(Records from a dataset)
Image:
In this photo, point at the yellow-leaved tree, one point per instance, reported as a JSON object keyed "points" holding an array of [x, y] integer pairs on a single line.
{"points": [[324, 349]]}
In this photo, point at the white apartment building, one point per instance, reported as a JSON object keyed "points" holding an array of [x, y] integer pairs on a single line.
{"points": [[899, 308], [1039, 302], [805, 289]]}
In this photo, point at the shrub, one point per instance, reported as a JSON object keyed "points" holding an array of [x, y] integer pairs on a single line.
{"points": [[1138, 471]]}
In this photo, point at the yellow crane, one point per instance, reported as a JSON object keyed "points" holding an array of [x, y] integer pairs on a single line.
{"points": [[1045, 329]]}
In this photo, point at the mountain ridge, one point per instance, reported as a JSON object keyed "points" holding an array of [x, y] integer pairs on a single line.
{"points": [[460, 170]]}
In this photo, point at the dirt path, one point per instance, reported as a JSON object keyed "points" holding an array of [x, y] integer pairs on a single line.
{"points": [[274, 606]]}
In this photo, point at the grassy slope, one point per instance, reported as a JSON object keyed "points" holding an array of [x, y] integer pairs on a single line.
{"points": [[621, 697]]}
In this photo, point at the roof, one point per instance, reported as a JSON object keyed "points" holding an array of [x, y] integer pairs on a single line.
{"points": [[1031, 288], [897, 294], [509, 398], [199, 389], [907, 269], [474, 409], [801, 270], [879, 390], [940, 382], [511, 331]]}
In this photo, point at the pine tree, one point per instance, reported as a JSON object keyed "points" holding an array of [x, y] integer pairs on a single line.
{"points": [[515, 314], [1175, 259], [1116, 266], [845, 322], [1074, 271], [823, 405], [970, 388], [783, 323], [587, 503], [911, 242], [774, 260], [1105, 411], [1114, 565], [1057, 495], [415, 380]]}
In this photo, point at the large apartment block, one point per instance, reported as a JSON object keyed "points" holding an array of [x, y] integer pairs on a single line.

Exercise brief:
Every record, restated word for word, should make up your reply.

Answer for this exercise:
Image:
In this photo, point at the yellow-leaved tree, one point per instance, reported as a JSON object keyed "points" holding an array of [x, y] integer pairs on a single line.
{"points": [[324, 349]]}
In this photo, point at the white apartment building, one point per instance, reported as a JSON object keyed "points" holding an array of [x, y] integer pairs on a single line.
{"points": [[899, 308], [1039, 302], [805, 289]]}
In this photo, point at the shrub, one point per instance, reported as a JSON object keyed "points" holding an array of [x, y] integer pairs on a single line.
{"points": [[1138, 471]]}
In this photo, point at the yellow crane, one point per instance, reported as a JSON object keyed "points" holding an array of [x, y] integer pairs on a single line.
{"points": [[1045, 329]]}
In this photo, point at the mountain ridge, one point per instance, reported as a JSON object keyed "points" holding an array of [x, y] integer pairs on a single line.
{"points": [[460, 170]]}
In this photo, point at the dirt path, one point per instance, reported as a JSON object keyed "points" holding an array of [x, y] integer pairs on a single line.
{"points": [[274, 606]]}
In this photo, point at the grassy slope, one point per instance, reported as a JSON object keyed "points" holding an array of [x, y] integer pairs on a single line.
{"points": [[621, 697]]}
In this photo, point at the roof, one point per instance, reported as a JSON object keyed "points" holding an array of [x, y] integer pairs on a single line.
{"points": [[1031, 288], [897, 294], [509, 398], [199, 389], [907, 269], [474, 409], [801, 270], [879, 390], [940, 382], [511, 331]]}
In this photo, point at the pine tree, one point per instance, reported as a JSON object keyed "points" holding an array of [x, y] integer pairs on a single line.
{"points": [[515, 314], [1175, 259], [1116, 266], [845, 322], [1074, 271], [823, 405], [970, 388], [783, 323], [587, 503], [911, 242], [774, 260], [1105, 411], [1114, 565], [1057, 495], [415, 380]]}
In this photo, point at the large apartment block, one point per instance, reported as a JSON object keyed "points" holding an array of [x, y] integer pairs on a single line.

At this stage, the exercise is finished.